» Written exercise
Find every line in the records below that contains the string "tail", and copy each of those lines. Case counts.

───

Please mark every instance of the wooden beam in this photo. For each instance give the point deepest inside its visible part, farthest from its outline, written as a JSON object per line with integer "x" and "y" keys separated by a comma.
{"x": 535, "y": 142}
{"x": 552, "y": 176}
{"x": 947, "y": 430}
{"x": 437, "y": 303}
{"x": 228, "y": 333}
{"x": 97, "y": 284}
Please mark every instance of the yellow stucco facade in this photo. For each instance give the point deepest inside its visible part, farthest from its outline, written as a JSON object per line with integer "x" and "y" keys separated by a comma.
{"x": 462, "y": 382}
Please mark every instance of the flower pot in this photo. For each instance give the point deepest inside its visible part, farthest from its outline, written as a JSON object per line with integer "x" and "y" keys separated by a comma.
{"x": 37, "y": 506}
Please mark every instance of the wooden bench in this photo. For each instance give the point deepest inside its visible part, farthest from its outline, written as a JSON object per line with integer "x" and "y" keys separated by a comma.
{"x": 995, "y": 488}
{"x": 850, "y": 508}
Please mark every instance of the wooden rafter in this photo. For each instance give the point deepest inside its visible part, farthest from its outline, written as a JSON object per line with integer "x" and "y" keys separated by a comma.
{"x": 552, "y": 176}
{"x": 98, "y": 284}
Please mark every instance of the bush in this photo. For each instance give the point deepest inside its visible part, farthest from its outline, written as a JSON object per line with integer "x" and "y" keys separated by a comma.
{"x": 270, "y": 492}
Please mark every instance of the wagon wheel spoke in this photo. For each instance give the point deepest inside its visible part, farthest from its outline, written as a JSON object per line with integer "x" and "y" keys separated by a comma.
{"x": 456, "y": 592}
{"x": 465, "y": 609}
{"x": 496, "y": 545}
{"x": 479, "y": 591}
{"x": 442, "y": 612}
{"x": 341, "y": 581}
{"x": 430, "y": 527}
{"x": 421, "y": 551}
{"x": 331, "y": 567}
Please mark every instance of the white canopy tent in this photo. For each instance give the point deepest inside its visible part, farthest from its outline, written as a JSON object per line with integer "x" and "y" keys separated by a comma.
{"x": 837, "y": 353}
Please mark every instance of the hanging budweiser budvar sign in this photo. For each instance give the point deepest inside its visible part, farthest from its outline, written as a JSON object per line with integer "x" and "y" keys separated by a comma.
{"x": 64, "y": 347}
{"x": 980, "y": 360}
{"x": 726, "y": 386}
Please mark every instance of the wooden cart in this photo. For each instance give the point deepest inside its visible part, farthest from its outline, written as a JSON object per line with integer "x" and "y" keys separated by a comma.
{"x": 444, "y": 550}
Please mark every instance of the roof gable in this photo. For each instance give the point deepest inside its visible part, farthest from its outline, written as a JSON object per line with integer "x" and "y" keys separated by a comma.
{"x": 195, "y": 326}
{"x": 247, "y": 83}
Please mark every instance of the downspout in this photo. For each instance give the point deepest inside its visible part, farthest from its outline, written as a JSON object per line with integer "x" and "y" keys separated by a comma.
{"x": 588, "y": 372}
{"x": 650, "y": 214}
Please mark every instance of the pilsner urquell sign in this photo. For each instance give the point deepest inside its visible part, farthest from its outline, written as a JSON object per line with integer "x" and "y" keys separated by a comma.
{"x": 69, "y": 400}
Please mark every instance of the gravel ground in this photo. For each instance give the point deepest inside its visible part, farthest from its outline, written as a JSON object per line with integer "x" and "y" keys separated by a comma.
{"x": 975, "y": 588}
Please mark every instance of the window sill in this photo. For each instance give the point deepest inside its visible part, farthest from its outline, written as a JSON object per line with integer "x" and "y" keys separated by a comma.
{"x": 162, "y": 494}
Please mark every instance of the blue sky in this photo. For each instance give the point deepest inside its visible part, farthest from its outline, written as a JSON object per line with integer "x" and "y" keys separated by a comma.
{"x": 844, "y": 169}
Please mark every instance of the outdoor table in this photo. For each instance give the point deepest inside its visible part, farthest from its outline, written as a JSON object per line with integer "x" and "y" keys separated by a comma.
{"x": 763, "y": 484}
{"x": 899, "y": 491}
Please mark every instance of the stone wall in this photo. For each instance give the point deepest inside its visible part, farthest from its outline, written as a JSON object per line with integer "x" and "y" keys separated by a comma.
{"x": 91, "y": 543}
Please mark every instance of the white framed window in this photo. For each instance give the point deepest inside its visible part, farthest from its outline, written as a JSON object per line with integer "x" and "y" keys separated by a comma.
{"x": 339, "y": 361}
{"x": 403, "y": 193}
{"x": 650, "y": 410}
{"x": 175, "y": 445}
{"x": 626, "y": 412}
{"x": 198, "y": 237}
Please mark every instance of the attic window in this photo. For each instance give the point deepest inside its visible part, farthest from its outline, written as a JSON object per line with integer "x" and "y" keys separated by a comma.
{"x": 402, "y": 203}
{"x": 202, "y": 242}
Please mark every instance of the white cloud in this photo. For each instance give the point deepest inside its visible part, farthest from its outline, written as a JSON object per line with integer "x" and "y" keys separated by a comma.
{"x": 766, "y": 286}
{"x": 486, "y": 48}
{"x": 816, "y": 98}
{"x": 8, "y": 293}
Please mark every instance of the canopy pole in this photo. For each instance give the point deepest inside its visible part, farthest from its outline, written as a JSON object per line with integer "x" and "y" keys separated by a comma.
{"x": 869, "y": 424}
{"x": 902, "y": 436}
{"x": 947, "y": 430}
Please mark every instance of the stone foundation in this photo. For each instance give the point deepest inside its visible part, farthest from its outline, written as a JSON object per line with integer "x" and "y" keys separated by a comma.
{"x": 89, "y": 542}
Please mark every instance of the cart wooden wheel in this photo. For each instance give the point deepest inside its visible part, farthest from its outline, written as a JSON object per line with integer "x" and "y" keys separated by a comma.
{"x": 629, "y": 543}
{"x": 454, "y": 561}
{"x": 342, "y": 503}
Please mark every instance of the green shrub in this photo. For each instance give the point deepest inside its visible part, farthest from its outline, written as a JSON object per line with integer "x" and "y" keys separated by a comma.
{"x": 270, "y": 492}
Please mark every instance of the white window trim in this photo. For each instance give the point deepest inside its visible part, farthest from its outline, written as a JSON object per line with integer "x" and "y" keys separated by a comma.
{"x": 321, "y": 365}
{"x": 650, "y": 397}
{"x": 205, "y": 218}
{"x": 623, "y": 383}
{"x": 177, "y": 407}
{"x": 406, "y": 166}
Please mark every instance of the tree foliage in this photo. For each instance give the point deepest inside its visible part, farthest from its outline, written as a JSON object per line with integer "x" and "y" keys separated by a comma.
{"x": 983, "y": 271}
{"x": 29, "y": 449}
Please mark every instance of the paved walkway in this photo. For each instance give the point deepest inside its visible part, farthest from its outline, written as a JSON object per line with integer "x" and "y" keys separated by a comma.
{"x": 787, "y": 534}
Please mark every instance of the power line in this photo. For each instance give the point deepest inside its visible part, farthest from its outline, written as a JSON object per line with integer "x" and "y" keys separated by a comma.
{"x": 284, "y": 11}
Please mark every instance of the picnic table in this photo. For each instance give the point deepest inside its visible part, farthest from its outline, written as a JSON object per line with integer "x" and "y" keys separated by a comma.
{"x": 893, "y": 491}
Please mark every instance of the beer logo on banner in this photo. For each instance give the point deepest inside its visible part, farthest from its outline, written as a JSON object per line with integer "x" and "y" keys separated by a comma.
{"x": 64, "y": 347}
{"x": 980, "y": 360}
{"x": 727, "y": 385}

───

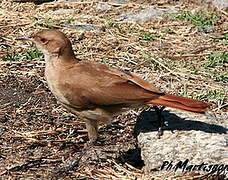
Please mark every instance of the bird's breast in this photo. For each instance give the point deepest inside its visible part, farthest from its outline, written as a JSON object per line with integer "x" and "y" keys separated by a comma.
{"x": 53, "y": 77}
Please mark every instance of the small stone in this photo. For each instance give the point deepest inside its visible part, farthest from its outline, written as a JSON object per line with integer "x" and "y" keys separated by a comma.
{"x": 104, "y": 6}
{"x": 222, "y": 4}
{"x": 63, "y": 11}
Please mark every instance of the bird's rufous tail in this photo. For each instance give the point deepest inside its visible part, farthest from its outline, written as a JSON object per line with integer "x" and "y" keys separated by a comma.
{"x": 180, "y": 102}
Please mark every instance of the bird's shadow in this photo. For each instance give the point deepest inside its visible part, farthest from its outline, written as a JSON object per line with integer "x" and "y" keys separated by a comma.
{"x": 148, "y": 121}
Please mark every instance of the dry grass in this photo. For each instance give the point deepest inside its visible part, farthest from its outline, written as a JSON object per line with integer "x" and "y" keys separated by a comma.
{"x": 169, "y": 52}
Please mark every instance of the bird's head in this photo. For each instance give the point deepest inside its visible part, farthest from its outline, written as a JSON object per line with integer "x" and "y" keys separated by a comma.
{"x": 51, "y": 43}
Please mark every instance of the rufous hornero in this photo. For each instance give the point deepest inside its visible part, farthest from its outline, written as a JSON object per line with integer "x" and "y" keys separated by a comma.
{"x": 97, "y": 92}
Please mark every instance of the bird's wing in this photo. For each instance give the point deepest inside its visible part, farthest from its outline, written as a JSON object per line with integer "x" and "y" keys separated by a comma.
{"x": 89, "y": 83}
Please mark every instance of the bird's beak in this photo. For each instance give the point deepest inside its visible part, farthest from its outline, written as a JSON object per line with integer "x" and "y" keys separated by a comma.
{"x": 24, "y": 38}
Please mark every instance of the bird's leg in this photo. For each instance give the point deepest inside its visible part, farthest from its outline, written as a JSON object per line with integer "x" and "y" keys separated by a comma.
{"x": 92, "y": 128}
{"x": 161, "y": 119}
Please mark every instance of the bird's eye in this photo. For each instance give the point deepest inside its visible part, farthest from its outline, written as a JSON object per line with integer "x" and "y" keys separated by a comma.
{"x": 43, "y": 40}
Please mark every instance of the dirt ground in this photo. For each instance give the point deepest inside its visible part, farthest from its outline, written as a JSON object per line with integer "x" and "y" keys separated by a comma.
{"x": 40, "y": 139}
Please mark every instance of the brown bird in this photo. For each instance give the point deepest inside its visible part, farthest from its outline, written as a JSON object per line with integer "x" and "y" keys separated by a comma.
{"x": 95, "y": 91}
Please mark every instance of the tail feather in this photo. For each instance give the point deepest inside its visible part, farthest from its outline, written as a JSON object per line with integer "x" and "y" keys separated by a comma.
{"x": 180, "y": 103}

───

» Result for this exercise
Please mark every instance of the bird's rufous tail in this photo. For each instance give the point deepest inside its visible part, farthest from its outline, written as a JSON object per line with integer "x" and "y" keys separated by a comma.
Please mark every instance of the tail feather in this photo. For each instance give the point deepest inside its visible part, farthest from its outline, written as a JSON object per line with integer "x" and "y" keys separated by a comma.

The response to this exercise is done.